Source extract
════

Read an Excerpt
Eclipse For Dummies
By Barry Burd
John Wiley & SonsISBN: 0-7645-7470-1
Chapter OneReader, Meet Eclipse; Eclipse, Meet the Reader
In This Chapter
* How I learned to love Eclipse
* How the Eclipse project is organized
* How Eclipse puts widgets on your screen
The little hamlet of Somerset, New Jersey, is home to an official Sun Microsystems sales office. Once a month, that office hosts a meeting of the world-renowned Central Jersey Java Users' Group.
At one month's meeting, group members were discussing their favorite Java development environments. "I prefer JBlipper," said one of the members. "My favorite is Javoorta Pro," said another. Then one fellow (Faizan was his name) turned to the group and said, "What about Eclipse? It's pretty sweet."
Of course, Faizan's remark touched off an argument. Everyone in the group is attached to his or her favorite Java development tools. "Does Javoorta do refactoring?" "Does JBlipper support Enterprise JavaBeans?" "Does Eclipse run on a Mac?" "How can you say that your development environment is better?" "And what about good old UNIX vi?"

════

Problem set
- A) Answer these questions from the Eclipse excerpt, one line each:
(i) In which town is the Sun Microsystems sales office located?
(ii) How often does that office host the Central Jersey Java Users' Group?
(iii) What was the name of the member who brought up Eclipse?
- B) Condense the paragraph of the Eclipse excerpt beginning "Of course, Faizan's remark" into one or two sentences that keep its main points.
- C) List every topic the Eclipse excerpt gives under "In This Chapter."
You won't need the listing for this work.

Record excerpts
════

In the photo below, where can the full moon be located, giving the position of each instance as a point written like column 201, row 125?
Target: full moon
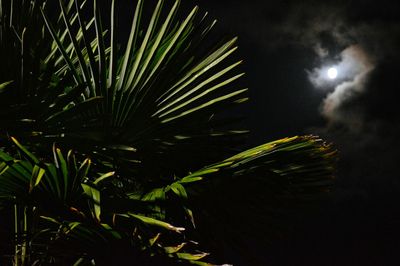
column 332, row 73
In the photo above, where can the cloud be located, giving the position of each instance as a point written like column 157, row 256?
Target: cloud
column 354, row 67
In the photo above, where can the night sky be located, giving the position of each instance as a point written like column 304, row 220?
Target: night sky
column 288, row 47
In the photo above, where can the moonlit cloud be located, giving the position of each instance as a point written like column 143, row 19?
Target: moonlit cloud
column 353, row 69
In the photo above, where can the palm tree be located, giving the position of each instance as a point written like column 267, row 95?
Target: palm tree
column 146, row 112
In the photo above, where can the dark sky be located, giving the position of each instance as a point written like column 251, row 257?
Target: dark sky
column 287, row 45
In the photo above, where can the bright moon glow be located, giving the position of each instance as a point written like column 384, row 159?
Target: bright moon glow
column 332, row 73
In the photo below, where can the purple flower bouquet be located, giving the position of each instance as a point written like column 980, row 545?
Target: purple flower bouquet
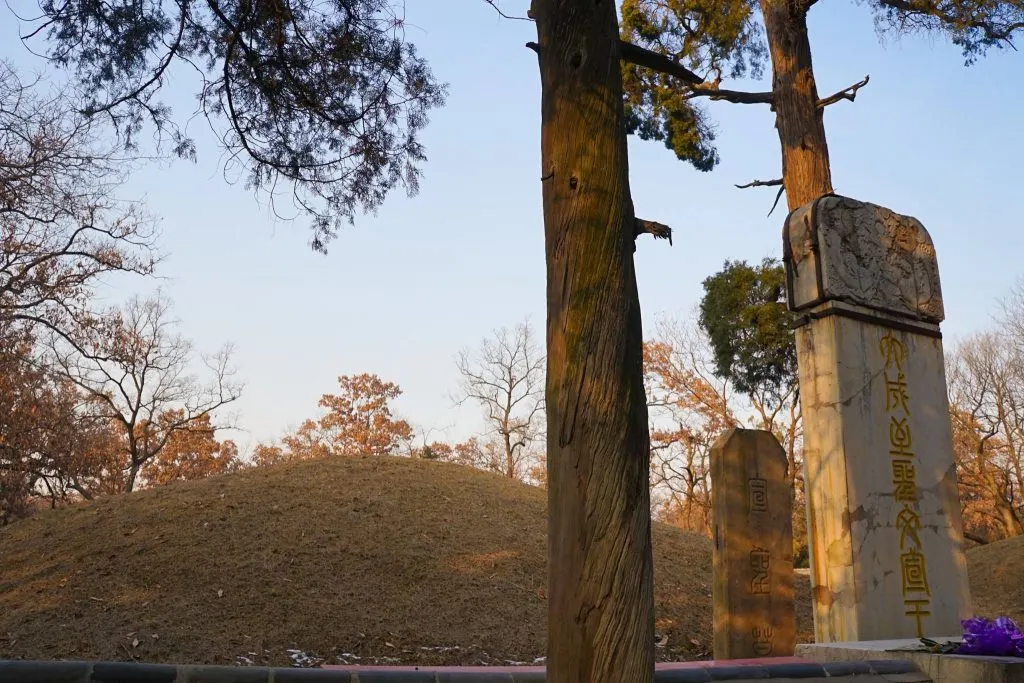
column 998, row 637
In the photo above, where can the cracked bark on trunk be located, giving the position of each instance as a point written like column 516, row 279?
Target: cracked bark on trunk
column 600, row 599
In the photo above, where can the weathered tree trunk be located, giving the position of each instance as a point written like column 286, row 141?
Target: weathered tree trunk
column 806, row 173
column 600, row 599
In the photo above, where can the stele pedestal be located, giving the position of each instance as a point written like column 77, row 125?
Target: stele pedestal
column 884, row 515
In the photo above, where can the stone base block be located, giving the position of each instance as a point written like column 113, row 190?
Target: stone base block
column 940, row 668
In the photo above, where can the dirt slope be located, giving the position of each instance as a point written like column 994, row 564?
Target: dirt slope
column 387, row 559
column 997, row 579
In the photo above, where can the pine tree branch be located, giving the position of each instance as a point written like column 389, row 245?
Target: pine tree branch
column 640, row 56
column 735, row 96
column 991, row 30
column 658, row 230
column 846, row 93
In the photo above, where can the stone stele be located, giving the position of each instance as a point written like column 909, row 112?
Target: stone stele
column 753, row 552
column 884, row 516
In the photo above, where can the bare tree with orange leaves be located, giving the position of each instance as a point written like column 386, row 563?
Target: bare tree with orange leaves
column 193, row 453
column 505, row 377
column 132, row 369
column 358, row 419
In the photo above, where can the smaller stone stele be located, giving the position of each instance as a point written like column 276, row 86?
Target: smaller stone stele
column 753, row 547
column 839, row 249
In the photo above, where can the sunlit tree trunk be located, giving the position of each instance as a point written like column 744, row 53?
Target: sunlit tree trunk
column 806, row 173
column 600, row 599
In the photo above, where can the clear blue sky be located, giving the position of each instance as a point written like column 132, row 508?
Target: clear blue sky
column 401, row 292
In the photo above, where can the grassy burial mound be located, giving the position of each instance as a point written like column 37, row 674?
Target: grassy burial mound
column 375, row 560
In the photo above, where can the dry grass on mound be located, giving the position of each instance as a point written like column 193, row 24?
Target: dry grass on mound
column 385, row 558
column 997, row 579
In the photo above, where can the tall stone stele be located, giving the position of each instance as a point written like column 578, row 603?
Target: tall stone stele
column 884, row 516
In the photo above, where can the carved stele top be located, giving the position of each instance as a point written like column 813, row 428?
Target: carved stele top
column 839, row 249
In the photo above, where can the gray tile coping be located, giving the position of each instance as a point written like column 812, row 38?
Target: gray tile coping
column 117, row 672
column 938, row 668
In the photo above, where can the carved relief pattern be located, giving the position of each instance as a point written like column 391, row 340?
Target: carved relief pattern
column 870, row 256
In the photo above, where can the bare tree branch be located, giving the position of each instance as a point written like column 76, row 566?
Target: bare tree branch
column 735, row 96
column 506, row 379
column 849, row 92
column 494, row 3
column 644, row 57
column 658, row 230
column 762, row 183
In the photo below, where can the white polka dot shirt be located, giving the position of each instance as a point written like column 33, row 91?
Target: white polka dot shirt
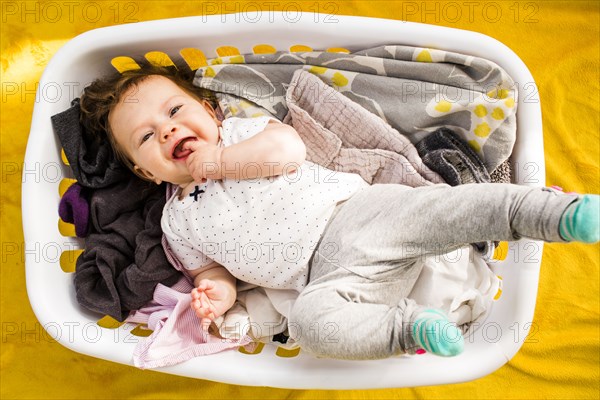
column 262, row 230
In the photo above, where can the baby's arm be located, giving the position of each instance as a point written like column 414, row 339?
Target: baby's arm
column 275, row 150
column 214, row 292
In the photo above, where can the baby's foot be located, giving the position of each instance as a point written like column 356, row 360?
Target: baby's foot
column 581, row 220
column 434, row 333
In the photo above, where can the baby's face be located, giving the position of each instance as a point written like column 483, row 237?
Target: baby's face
column 153, row 120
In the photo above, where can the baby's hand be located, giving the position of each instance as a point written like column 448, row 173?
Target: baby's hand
column 205, row 160
column 210, row 300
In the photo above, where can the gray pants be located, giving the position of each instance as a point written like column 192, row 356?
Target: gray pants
column 355, row 305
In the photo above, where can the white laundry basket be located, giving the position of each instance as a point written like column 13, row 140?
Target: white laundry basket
column 88, row 56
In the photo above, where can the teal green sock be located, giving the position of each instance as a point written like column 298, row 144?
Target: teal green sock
column 581, row 220
column 434, row 333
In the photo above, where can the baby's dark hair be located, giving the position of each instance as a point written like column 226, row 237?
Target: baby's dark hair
column 102, row 95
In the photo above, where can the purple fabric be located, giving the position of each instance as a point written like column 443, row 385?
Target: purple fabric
column 74, row 208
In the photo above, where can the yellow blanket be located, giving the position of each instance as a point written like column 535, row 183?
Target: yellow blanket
column 559, row 43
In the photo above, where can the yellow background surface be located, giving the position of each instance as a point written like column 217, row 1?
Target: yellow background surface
column 558, row 41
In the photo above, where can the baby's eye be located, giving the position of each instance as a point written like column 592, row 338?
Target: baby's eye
column 147, row 136
column 174, row 110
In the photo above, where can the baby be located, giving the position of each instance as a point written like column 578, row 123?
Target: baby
column 249, row 207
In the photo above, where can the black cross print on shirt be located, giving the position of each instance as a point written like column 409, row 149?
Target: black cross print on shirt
column 196, row 193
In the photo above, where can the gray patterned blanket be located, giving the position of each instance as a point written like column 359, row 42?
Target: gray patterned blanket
column 414, row 90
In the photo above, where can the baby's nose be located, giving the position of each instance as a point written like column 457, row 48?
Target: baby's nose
column 168, row 131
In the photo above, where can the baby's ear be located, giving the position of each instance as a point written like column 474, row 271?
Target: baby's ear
column 147, row 175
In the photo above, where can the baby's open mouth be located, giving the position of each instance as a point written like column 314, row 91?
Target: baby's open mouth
column 179, row 151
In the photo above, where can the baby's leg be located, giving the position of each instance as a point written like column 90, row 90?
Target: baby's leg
column 344, row 315
column 355, row 305
column 392, row 222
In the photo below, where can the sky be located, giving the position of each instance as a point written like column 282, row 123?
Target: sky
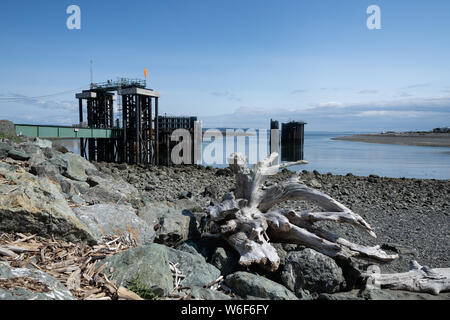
column 235, row 63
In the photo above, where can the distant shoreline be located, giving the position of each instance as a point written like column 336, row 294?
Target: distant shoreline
column 407, row 139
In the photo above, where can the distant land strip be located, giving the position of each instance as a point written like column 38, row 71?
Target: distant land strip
column 406, row 139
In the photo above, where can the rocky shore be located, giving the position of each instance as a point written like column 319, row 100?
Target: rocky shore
column 427, row 139
column 63, row 221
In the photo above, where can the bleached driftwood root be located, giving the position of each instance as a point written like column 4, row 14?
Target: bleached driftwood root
column 418, row 279
column 247, row 222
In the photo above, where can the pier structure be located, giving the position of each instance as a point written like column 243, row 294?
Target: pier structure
column 143, row 132
column 292, row 140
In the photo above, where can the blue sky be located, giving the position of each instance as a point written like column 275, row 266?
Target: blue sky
column 236, row 63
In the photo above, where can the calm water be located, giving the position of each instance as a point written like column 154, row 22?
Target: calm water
column 341, row 157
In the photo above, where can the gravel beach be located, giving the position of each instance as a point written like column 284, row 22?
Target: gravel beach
column 409, row 216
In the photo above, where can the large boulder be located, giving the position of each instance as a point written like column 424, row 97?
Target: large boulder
column 30, row 204
column 146, row 268
column 173, row 225
column 225, row 260
column 77, row 167
column 115, row 220
column 27, row 284
column 386, row 294
column 313, row 271
column 72, row 166
column 248, row 285
column 200, row 293
column 7, row 129
column 18, row 154
column 108, row 190
column 5, row 147
column 196, row 270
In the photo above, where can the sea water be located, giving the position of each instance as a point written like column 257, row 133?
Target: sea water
column 359, row 158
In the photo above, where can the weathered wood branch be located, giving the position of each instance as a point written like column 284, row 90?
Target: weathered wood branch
column 418, row 279
column 246, row 221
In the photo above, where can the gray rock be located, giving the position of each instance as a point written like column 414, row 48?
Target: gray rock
column 351, row 295
column 18, row 155
column 200, row 293
column 146, row 268
column 224, row 260
column 313, row 271
column 115, row 220
column 247, row 284
column 197, row 271
column 41, row 143
column 76, row 167
column 4, row 148
column 30, row 204
column 115, row 191
column 76, row 199
column 173, row 225
column 386, row 294
column 189, row 247
column 7, row 129
column 315, row 184
column 27, row 284
column 34, row 152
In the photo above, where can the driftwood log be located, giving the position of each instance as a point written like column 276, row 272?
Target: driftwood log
column 247, row 221
column 418, row 279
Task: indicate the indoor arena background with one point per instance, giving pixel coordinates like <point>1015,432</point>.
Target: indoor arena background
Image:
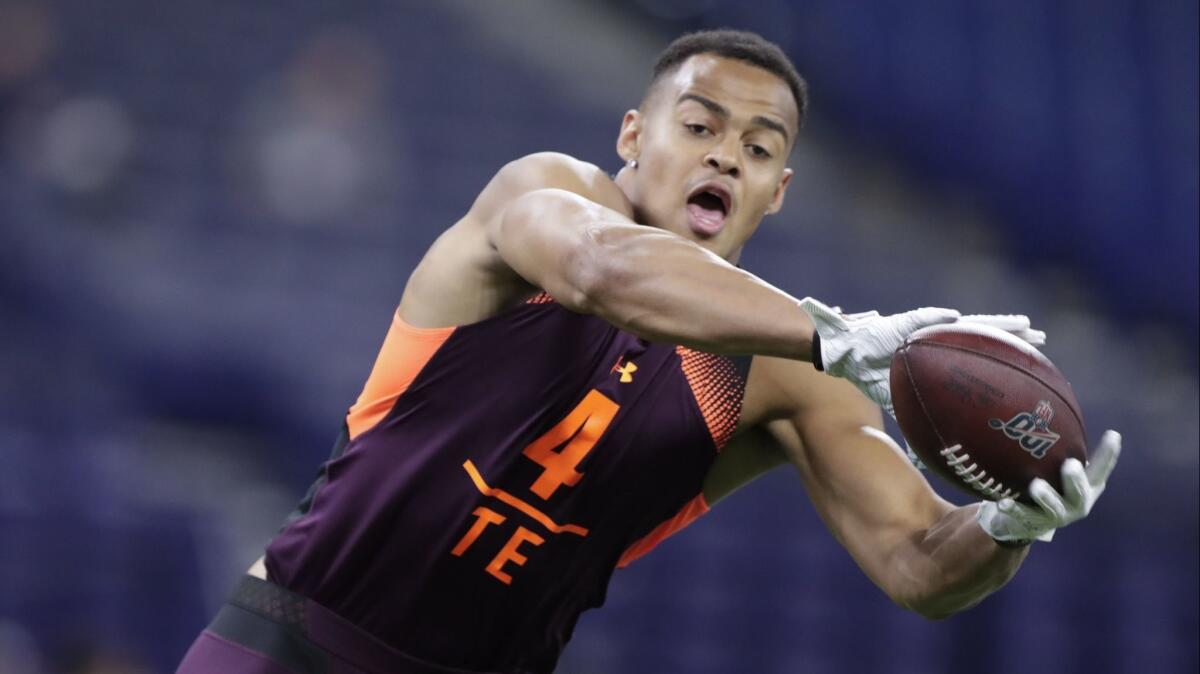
<point>209,209</point>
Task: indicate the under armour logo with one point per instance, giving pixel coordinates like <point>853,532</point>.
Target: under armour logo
<point>627,371</point>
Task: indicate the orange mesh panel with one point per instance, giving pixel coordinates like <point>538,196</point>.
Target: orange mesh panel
<point>718,387</point>
<point>685,516</point>
<point>405,353</point>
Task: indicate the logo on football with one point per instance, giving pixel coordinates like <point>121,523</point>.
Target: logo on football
<point>1030,429</point>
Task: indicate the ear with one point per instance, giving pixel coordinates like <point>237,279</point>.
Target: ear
<point>780,191</point>
<point>629,142</point>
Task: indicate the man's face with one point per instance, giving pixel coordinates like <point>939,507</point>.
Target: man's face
<point>711,143</point>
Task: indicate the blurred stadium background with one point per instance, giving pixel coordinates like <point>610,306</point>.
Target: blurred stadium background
<point>208,211</point>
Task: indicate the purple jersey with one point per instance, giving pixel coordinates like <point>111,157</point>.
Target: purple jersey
<point>492,476</point>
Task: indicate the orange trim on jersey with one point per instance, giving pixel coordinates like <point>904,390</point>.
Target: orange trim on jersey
<point>687,515</point>
<point>718,389</point>
<point>504,497</point>
<point>403,355</point>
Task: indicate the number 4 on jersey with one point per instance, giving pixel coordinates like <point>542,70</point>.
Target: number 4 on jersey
<point>581,429</point>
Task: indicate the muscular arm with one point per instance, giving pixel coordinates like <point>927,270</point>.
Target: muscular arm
<point>553,223</point>
<point>923,552</point>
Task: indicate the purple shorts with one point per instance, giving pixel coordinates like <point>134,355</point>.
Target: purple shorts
<point>264,629</point>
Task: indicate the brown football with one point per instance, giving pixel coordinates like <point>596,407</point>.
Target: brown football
<point>985,410</point>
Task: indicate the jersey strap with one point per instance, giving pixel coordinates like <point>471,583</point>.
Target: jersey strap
<point>405,353</point>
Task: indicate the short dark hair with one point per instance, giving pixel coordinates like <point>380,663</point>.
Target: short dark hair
<point>742,46</point>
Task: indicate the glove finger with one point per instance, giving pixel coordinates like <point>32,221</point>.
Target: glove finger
<point>1075,488</point>
<point>924,317</point>
<point>1045,497</point>
<point>1035,337</point>
<point>1104,458</point>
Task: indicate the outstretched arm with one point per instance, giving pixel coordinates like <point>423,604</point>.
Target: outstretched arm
<point>923,552</point>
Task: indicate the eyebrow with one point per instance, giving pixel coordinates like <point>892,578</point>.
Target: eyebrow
<point>724,113</point>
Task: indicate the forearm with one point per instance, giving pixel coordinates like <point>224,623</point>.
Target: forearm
<point>664,288</point>
<point>953,565</point>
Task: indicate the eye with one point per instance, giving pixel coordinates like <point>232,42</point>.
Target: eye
<point>759,151</point>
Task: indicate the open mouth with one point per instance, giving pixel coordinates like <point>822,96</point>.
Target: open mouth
<point>707,208</point>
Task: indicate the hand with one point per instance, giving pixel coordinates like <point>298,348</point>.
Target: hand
<point>1011,521</point>
<point>859,347</point>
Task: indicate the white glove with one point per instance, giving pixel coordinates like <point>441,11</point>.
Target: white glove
<point>859,347</point>
<point>1015,324</point>
<point>1011,521</point>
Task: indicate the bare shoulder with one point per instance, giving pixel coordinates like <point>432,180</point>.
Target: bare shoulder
<point>462,278</point>
<point>547,170</point>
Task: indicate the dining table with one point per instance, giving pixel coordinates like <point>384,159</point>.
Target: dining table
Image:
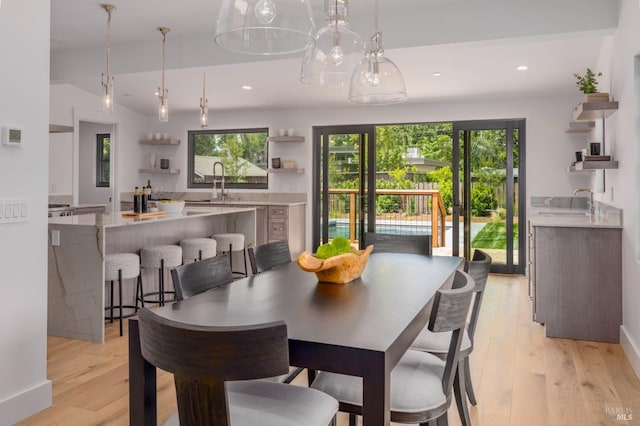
<point>361,328</point>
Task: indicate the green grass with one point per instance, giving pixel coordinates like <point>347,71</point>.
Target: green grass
<point>494,235</point>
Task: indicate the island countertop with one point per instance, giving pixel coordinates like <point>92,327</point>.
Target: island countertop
<point>109,220</point>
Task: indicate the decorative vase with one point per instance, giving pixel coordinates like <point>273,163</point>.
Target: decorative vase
<point>596,97</point>
<point>153,160</point>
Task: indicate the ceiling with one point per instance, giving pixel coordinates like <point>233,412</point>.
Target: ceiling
<point>476,45</point>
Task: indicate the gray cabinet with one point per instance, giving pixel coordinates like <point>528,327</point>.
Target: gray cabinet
<point>576,281</point>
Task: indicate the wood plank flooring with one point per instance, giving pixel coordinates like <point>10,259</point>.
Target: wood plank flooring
<point>520,377</point>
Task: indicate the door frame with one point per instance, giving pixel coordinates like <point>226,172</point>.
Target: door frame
<point>321,179</point>
<point>464,206</point>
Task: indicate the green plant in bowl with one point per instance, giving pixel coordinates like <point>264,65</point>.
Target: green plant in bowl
<point>338,245</point>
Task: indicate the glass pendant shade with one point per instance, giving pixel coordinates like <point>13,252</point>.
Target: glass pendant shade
<point>330,60</point>
<point>204,108</point>
<point>163,107</point>
<point>376,80</point>
<point>107,79</point>
<point>265,27</point>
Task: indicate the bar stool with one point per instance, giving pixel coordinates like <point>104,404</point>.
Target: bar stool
<point>160,257</point>
<point>121,266</point>
<point>230,243</point>
<point>198,248</point>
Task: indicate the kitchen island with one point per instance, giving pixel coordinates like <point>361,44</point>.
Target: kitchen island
<point>575,268</point>
<point>78,244</point>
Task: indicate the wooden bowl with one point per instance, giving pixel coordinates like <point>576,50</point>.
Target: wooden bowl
<point>339,269</point>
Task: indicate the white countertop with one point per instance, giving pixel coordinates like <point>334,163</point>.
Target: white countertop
<point>554,211</point>
<point>115,219</point>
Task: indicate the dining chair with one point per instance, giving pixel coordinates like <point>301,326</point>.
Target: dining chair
<point>421,383</point>
<point>194,278</point>
<point>267,256</point>
<point>197,277</point>
<point>436,343</point>
<point>214,368</point>
<point>262,258</point>
<point>395,243</point>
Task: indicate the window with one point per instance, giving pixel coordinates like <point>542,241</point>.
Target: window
<point>242,152</point>
<point>103,158</point>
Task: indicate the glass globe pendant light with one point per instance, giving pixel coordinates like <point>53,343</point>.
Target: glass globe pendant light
<point>204,108</point>
<point>330,61</point>
<point>162,93</point>
<point>265,27</point>
<point>376,80</point>
<point>107,80</point>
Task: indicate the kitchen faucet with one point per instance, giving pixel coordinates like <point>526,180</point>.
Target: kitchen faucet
<point>221,179</point>
<point>592,207</point>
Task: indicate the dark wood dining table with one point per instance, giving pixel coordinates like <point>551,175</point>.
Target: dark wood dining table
<point>361,328</point>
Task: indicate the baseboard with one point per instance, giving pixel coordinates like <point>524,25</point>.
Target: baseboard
<point>631,350</point>
<point>25,404</point>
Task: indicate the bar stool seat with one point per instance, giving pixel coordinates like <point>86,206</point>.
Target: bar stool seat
<point>229,243</point>
<point>160,257</point>
<point>118,267</point>
<point>198,248</point>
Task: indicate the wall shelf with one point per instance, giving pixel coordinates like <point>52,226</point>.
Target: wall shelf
<point>580,126</point>
<point>285,170</point>
<point>160,142</point>
<point>160,171</point>
<point>285,138</point>
<point>587,111</point>
<point>592,165</point>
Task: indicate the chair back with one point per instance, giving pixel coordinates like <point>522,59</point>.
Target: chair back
<point>267,256</point>
<point>197,277</point>
<point>202,358</point>
<point>392,243</point>
<point>478,268</point>
<point>449,313</point>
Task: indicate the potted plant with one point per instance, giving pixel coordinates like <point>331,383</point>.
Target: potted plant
<point>588,84</point>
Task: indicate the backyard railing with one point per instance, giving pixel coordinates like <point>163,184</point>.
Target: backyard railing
<point>398,211</point>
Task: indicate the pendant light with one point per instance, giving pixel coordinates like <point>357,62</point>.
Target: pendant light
<point>330,61</point>
<point>162,93</point>
<point>107,80</point>
<point>204,109</point>
<point>376,80</point>
<point>265,27</point>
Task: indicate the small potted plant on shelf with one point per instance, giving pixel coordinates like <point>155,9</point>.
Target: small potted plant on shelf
<point>588,85</point>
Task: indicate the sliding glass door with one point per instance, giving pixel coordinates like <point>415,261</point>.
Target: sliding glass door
<point>488,192</point>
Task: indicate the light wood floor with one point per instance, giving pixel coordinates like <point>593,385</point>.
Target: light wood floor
<point>521,377</point>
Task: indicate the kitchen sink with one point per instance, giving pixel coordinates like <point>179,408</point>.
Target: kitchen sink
<point>563,213</point>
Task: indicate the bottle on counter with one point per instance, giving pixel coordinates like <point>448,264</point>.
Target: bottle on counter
<point>136,200</point>
<point>144,208</point>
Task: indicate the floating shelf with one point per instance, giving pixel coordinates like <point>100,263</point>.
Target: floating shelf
<point>160,171</point>
<point>285,138</point>
<point>588,111</point>
<point>160,142</point>
<point>285,170</point>
<point>593,165</point>
<point>580,126</point>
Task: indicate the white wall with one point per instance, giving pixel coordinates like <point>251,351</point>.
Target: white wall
<point>24,101</point>
<point>87,190</point>
<point>623,130</point>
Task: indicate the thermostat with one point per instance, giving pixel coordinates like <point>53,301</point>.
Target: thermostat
<point>12,136</point>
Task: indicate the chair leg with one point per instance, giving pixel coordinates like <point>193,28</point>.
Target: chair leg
<point>111,302</point>
<point>120,297</point>
<point>460,395</point>
<point>467,380</point>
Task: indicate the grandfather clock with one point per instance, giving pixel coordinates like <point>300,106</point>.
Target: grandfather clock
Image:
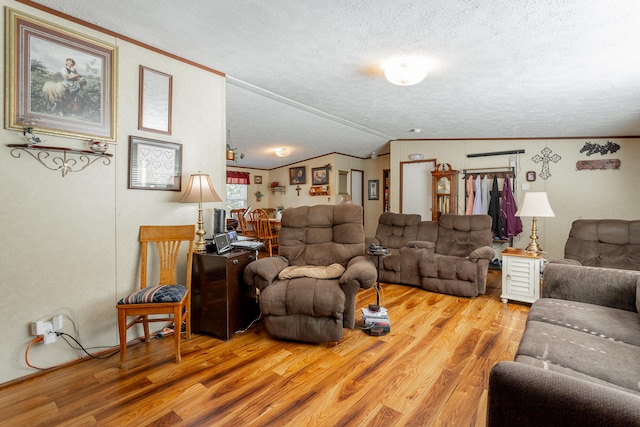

════

Answers per task
- A)
(i) Somerset, New Jersey
(ii) Once a month
(iii) Faizan

- B) Faizan's remark started an argument, because everyone in the group is attached to a favorite Java tool. Members asked whether Javoorta does refactoring, whether JBlipper supports Enterprise JavaBeans, whether Eclipse runs on a Mac, how anyone could call their environment better, and what about good old UNIX vi.

- C)
- How I learned to love Eclipse
- How the Eclipse project is organized
- How Eclipse puts widgets on your screen